Could you reproduce all of the data below line for line, without changing anything?

#### PROVIDED RECORDS

■ ■ ■ ■ ■

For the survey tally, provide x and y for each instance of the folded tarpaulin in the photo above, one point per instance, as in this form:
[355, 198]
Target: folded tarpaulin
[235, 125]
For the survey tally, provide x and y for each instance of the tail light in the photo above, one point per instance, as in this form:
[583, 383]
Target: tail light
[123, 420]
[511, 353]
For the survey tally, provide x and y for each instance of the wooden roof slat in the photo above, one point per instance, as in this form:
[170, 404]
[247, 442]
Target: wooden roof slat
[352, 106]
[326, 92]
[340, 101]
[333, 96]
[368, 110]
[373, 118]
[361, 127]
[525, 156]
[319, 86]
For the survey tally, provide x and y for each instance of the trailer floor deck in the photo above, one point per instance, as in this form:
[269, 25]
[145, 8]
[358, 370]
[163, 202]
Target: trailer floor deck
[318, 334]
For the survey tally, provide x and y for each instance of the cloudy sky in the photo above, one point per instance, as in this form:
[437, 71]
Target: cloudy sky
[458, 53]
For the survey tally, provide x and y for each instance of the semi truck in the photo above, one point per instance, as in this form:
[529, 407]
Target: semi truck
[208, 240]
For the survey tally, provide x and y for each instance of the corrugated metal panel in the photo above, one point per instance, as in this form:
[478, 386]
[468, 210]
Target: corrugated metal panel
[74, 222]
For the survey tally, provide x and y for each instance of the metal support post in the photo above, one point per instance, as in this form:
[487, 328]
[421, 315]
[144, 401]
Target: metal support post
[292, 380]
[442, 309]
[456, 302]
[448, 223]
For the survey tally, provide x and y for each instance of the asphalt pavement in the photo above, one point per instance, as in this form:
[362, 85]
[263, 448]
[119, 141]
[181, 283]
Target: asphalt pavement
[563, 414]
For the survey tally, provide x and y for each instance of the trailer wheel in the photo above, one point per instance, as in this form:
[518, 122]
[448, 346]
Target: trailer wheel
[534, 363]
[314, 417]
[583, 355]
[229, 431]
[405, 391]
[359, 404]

■ ■ ■ ■ ■

#### TASK RESPONSE
For the survey tally, provide x and y for each instance of the folded tarpaulin in the photo above, one point per instance, as in this form:
[355, 198]
Target: folded tarpaulin
[235, 125]
For the survey tally, provide x and y for each instance of the tail light in the photo above, one point per instance, as in this form:
[583, 383]
Target: tail light
[123, 420]
[511, 353]
For the survey tally, provide x and y for each instance of the wooden roof slat in the photo above, one point per instance, as in this form:
[170, 404]
[247, 442]
Target: wooden roof slat
[352, 106]
[326, 92]
[340, 101]
[333, 96]
[368, 110]
[373, 118]
[361, 127]
[525, 156]
[319, 86]
For the survey tally, provide x and y for each instance of the trailer floor deck in the photo above, one point per instance, as in this form:
[269, 25]
[145, 8]
[358, 370]
[163, 202]
Target: trailer floor deck
[318, 334]
For the survey tally, provide x and y for each instance of the cloudy sky in the photo above, one point per instance, as in this form:
[437, 71]
Target: cloudy sky
[458, 53]
For the survey tally, provide x and y for each instance of the semi truck in the photo above, one point per instance, as in this form:
[529, 407]
Target: semi truck
[208, 240]
For the survey tally, provide x and y for each instance of the corrugated metal panel in the photo above, one point per instance, as in this form:
[478, 386]
[468, 210]
Target: corrugated metal panel
[74, 222]
For the survey tally, provide x and y for each instance of the metal support post in the photo above, one point per instance, as in this form:
[487, 328]
[421, 315]
[144, 401]
Target: metal support post
[292, 380]
[442, 309]
[456, 302]
[448, 223]
For the survey tally, provide x and y for each instance of the asphalt pavement in the photo above, one point per instance, as in this form:
[362, 85]
[263, 448]
[119, 141]
[181, 283]
Target: asphalt pavement
[563, 414]
For the survey tally, provide x and y for each instance of the trailer wheel in the photo above, one point per instance, as in this form:
[518, 122]
[448, 346]
Target: trailer wheel
[534, 363]
[314, 417]
[583, 355]
[229, 431]
[405, 391]
[359, 404]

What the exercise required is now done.